SUPPLIED DATA>
===============
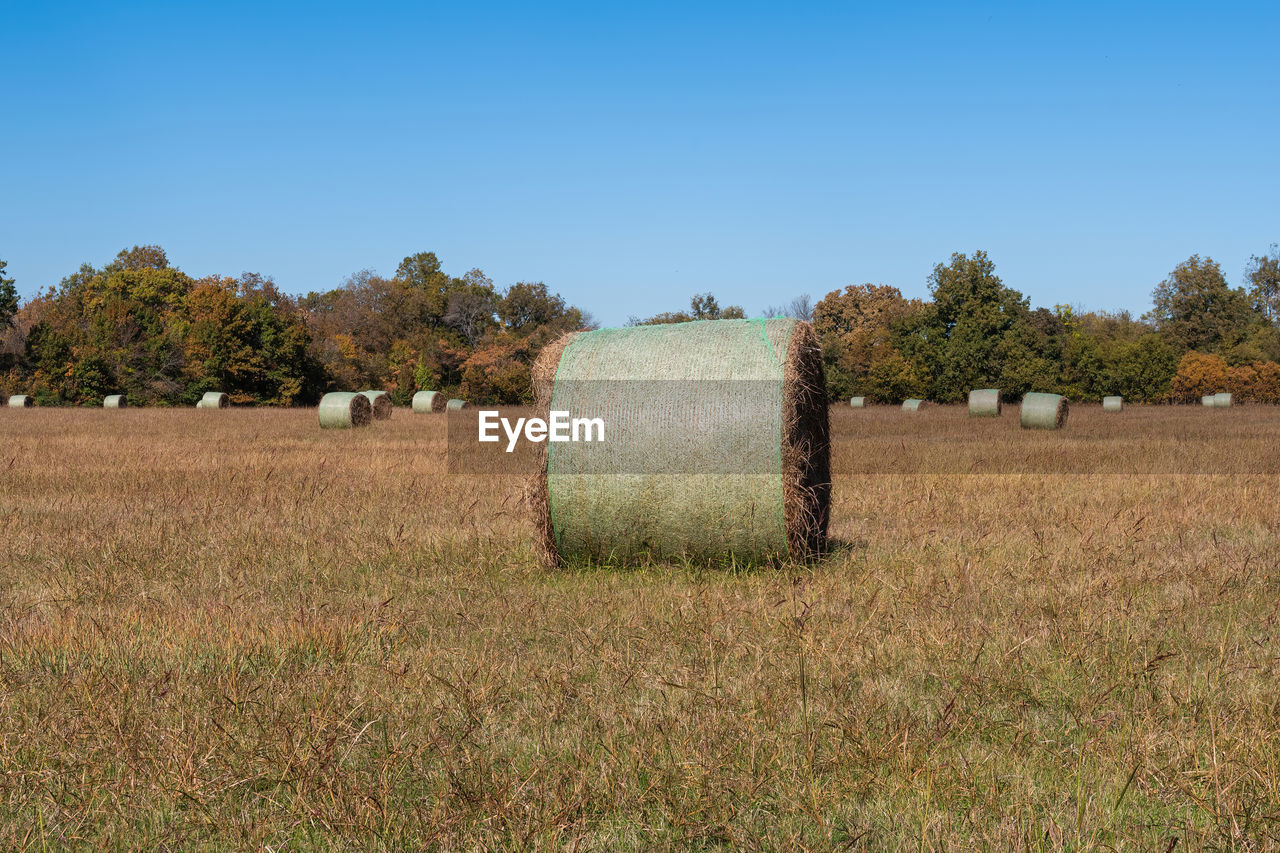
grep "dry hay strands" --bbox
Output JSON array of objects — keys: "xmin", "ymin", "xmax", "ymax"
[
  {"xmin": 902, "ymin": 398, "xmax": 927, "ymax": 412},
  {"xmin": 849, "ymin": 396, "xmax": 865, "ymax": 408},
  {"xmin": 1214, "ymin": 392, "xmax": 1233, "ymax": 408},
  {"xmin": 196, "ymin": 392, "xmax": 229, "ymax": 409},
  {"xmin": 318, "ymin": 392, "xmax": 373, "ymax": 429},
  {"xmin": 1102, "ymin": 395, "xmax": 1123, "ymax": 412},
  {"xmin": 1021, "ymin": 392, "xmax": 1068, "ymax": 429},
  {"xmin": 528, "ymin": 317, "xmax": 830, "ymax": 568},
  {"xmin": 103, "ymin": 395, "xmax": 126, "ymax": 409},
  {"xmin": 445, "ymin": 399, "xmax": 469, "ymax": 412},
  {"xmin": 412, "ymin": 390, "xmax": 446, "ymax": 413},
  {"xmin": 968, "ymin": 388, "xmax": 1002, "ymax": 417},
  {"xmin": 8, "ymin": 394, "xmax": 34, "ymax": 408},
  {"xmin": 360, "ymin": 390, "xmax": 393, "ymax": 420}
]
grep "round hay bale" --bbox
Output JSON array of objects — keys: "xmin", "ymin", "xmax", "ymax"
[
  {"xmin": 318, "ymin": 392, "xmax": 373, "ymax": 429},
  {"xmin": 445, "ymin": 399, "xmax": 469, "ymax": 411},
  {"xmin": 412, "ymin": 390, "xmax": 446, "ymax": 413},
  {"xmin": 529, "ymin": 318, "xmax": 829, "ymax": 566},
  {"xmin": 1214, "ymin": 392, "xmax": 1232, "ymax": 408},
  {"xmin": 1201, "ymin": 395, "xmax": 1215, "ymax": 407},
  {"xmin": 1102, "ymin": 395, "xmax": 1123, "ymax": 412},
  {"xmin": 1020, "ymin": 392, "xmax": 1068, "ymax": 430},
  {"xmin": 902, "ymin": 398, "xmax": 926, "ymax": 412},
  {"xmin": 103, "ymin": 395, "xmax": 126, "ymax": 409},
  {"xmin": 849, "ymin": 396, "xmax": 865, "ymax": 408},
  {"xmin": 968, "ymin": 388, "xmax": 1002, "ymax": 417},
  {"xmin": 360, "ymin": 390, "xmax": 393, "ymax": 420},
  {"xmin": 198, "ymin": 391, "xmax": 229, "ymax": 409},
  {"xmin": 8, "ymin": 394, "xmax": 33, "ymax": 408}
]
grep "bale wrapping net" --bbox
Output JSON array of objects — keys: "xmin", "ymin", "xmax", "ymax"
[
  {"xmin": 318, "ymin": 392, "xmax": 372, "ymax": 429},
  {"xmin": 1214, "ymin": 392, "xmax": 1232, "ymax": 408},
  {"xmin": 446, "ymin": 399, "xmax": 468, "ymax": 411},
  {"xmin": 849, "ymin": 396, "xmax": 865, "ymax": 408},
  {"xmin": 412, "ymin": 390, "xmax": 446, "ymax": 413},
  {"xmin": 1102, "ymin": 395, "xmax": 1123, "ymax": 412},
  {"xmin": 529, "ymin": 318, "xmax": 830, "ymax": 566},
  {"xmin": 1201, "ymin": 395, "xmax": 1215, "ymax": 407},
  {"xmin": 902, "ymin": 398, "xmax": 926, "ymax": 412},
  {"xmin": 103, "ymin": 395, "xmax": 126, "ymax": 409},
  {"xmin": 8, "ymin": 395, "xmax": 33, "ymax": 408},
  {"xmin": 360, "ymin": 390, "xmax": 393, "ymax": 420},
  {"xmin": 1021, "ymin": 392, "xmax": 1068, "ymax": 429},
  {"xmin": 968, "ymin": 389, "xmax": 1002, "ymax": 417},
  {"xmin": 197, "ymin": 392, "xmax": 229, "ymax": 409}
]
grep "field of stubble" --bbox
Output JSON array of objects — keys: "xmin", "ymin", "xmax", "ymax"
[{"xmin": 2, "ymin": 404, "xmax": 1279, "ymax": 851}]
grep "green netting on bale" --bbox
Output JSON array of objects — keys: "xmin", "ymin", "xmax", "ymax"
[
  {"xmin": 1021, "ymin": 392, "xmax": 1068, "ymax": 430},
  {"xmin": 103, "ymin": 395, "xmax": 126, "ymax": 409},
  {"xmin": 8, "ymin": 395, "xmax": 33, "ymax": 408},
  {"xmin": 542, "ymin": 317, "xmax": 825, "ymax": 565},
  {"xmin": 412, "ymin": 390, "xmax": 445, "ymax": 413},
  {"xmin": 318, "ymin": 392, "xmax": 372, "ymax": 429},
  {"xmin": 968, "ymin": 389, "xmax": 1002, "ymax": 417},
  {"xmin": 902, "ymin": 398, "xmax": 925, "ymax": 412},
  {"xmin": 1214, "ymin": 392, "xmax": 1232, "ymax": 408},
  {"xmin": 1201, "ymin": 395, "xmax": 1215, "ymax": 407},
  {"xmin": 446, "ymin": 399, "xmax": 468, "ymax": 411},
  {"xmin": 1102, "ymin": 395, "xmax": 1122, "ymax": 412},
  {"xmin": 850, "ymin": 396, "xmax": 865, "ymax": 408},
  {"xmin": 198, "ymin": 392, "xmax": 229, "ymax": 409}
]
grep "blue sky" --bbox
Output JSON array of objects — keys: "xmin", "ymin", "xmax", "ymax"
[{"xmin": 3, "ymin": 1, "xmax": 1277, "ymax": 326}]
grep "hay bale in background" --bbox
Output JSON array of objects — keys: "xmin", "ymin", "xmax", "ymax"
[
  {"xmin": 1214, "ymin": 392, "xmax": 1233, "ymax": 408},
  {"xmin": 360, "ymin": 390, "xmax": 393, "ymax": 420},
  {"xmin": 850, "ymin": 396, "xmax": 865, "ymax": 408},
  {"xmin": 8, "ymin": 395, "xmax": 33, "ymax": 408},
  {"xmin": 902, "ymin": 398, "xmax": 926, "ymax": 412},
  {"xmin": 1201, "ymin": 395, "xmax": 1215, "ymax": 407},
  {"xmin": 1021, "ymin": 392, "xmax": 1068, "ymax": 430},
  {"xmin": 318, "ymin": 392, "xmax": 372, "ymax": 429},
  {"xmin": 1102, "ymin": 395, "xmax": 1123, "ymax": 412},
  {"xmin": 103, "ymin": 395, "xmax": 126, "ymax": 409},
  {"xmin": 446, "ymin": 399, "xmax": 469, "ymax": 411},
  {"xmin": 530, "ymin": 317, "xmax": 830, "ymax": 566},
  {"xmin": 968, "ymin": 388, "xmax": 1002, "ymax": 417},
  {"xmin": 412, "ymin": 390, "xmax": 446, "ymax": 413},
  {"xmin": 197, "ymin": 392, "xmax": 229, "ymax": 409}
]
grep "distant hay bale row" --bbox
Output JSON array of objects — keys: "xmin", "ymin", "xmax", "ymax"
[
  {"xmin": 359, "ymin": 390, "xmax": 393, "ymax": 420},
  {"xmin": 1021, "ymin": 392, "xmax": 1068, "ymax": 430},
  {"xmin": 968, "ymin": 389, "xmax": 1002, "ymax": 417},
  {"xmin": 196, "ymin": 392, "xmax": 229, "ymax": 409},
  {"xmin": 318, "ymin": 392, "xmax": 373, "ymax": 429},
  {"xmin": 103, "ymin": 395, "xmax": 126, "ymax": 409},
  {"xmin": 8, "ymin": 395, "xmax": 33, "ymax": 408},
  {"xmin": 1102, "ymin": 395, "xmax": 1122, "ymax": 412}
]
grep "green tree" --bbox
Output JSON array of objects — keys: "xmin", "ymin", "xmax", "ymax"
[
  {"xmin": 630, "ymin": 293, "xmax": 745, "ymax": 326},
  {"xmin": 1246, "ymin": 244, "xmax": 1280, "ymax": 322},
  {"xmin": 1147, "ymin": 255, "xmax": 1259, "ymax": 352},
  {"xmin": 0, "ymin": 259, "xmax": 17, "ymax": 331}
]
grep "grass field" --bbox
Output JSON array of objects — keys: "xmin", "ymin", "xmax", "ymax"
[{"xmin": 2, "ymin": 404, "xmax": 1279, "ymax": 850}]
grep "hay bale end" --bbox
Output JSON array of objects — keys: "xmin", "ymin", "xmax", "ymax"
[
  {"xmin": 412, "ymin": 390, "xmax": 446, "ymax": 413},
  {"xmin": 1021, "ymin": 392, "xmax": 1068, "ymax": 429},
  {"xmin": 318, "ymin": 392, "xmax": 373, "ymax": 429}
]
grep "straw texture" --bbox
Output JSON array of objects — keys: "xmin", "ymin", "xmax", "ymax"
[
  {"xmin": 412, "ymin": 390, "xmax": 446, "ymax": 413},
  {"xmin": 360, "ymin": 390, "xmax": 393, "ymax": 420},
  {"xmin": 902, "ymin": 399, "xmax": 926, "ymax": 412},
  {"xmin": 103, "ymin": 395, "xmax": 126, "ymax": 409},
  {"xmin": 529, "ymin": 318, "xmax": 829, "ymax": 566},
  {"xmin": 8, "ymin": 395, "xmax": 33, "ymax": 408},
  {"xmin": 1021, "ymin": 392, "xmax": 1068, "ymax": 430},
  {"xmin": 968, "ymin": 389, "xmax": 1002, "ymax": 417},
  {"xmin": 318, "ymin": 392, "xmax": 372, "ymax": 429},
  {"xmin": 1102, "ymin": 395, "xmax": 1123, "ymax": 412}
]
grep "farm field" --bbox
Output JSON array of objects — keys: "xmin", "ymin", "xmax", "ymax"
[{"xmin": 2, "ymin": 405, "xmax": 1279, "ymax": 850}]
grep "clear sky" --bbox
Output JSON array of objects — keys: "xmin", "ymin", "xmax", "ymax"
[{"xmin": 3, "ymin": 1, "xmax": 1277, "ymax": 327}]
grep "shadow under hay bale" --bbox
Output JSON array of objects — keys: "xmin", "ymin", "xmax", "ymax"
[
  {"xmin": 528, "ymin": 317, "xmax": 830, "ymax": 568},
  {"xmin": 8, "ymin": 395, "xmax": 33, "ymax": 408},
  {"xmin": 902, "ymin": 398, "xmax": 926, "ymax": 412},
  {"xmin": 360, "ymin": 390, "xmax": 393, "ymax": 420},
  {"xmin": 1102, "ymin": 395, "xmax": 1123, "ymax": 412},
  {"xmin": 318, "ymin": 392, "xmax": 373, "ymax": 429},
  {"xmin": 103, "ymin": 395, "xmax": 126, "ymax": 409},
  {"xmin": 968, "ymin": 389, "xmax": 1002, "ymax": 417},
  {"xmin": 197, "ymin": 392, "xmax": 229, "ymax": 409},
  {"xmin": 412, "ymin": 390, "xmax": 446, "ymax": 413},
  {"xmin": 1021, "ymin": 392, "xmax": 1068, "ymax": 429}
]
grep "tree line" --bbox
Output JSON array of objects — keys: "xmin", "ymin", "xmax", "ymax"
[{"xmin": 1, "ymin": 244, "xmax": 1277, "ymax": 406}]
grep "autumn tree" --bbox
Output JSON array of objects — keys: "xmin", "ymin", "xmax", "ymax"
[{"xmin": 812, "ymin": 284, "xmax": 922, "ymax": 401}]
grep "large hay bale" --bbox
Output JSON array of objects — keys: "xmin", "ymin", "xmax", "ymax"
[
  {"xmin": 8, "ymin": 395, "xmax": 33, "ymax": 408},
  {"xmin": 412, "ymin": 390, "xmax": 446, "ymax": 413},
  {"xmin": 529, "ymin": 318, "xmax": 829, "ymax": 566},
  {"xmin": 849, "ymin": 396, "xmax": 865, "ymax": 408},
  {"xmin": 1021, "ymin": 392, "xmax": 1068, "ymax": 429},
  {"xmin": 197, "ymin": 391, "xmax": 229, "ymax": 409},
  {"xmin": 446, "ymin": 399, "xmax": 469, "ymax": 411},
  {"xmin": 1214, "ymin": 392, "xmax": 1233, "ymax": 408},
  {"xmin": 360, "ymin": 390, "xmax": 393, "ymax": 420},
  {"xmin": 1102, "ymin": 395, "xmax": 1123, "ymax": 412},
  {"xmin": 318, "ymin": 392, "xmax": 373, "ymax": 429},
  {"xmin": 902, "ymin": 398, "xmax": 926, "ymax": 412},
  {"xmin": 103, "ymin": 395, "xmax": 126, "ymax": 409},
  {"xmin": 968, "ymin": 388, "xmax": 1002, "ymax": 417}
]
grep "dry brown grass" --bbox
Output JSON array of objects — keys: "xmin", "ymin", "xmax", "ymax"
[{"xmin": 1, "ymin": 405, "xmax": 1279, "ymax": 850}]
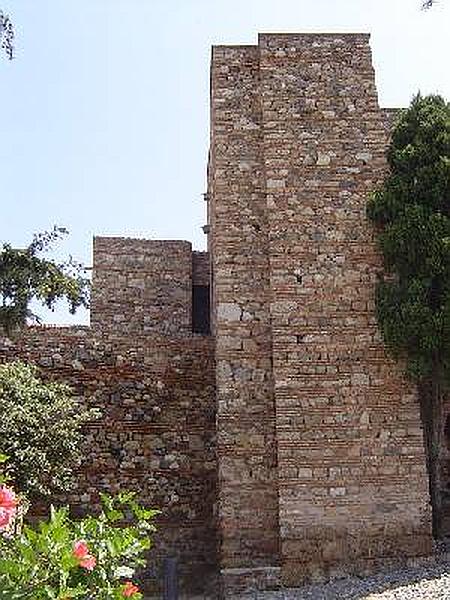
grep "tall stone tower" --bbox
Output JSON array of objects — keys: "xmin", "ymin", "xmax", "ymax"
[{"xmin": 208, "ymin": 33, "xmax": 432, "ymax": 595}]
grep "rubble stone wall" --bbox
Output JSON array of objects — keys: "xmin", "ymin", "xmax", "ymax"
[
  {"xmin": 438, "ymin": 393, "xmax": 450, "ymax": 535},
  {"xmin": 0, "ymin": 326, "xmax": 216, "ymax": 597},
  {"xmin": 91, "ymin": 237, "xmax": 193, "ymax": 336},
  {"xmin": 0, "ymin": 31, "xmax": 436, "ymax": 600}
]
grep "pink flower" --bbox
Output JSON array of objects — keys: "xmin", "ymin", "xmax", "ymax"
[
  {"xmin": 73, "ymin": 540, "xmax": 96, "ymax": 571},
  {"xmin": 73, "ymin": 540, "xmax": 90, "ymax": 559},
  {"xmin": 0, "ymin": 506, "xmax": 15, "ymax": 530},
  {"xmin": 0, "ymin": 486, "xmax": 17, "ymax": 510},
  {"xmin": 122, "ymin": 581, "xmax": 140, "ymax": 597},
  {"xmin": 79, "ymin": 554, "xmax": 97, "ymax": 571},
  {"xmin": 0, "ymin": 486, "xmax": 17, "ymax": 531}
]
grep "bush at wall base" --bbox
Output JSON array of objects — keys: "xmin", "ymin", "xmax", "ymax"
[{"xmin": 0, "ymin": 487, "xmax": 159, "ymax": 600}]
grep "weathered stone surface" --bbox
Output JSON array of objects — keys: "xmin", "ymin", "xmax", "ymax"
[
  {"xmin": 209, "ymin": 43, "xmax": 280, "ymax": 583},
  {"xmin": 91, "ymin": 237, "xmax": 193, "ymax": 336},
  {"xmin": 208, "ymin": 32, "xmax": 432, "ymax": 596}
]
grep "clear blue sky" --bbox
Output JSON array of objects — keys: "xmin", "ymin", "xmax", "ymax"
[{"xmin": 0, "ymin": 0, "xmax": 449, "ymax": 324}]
===============
ABOUT THIS EXERCISE>
Filter the lines above so that only those with the string "bale" remain, then copy them.

YOUR SOLUTION>
grep "round hay bale" --bbox
grep "bale wrapping net" --bbox
grep "green netting on bale" --bbox
grep "hay bale in background" --bbox
grep "distant hay bale row" --bbox
grep "hay bale end" --bbox
grep "shadow under hay bale" --bbox
grep "large hay bale" --bbox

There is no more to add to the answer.